> Problem to work on:
Put every row below into a numbered list, dropping any blank lines.

> Entries shown:
------------------------------------------------------------------------

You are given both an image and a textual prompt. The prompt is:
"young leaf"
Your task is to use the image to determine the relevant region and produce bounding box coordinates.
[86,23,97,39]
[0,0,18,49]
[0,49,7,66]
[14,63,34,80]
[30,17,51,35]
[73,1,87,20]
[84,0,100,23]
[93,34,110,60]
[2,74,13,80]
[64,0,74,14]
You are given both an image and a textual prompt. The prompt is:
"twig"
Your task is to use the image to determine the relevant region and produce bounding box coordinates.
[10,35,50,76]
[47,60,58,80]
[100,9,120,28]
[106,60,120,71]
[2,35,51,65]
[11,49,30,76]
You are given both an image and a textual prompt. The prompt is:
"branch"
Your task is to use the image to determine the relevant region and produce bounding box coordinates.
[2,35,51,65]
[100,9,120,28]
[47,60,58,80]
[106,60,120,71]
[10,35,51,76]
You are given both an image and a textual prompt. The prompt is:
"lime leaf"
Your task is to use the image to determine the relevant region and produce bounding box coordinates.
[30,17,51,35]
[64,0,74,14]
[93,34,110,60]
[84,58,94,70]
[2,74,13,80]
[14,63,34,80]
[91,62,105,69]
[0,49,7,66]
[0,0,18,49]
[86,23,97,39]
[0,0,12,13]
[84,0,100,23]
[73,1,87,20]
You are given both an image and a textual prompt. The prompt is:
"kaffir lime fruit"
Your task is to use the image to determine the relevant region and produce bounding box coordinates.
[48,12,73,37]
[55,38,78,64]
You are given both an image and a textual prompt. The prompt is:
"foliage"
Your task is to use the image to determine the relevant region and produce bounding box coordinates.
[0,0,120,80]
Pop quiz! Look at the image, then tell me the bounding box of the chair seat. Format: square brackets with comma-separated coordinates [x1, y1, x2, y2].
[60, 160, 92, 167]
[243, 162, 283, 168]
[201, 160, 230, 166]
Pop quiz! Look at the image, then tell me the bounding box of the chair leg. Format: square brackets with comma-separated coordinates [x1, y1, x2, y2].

------------------------------------------------------------------------

> Result:
1. You are given both an image and a textual prompt. The prompt is:
2. "young leaf"
3. Your task is to use the image to determine the relevant region and produce bounding box coordinates.
4. [86,23,97,39]
5. [0,0,18,49]
6. [0,49,7,66]
7. [14,63,34,80]
8. [30,17,51,35]
9. [73,1,87,20]
10. [84,0,100,23]
11. [93,34,110,60]
12. [2,74,13,80]
13. [64,0,74,14]
14. You are given both an image and a textual prompt. The prompt is:
15. "twig"
16. Your task is to use the image to determine the relevant region and produce bounding box coordinates.
17. [10,35,50,76]
18. [47,60,58,80]
19. [100,9,120,28]
20. [106,60,120,71]
21. [2,35,51,65]
22. [11,49,30,76]
23. You are given both an image and a textual prompt. The prompt is:
24. "branch"
25. Your task is to use the image to determine the relevant region and produce bounding box coordinates.
26. [2,35,51,65]
27. [100,9,120,28]
28. [47,60,58,80]
29. [106,60,120,71]
30. [10,35,51,76]
31. You are given both an image and a textual prompt. The prompt is:
32. "lime leaf"
33. Your task is to use the image to determine the relevant region and produce bounding box coordinates.
34. [30,17,51,35]
35. [64,0,74,14]
36. [93,34,110,60]
37. [84,58,94,70]
38. [2,74,13,80]
39. [14,63,34,80]
40. [91,62,105,69]
41. [0,49,7,66]
42. [0,0,18,49]
43. [86,23,97,39]
44. [0,0,12,13]
45. [84,0,100,23]
46. [73,1,87,20]
47. You are given both an image and a textual prompt. The prompt is:
48. "kaffir lime fruit"
49. Your task is to use the image to determine the relevant region and produce bounding box coordinates.
50. [48,12,73,37]
51. [55,38,78,64]
52. You are given both an image and a textual prompt. The prompt is:
53. "foliage"
54. Your task is to use the image to determine the relevant region and produce bounding box coordinates.
55. [0,0,120,80]
56. Pop quiz! Look at the image, then tell me the bounding box of the chair seat. Format: square brackets with comma-separated coordinates [x1, y1, x2, y2].
57. [60, 160, 92, 167]
58. [243, 162, 283, 168]
59. [201, 160, 230, 166]
60. Pop quiz! Look at the image, then tell me the bounding box of the chair leg. Format: square brackets with comma-separated coordinates [x1, y1, x2, y2].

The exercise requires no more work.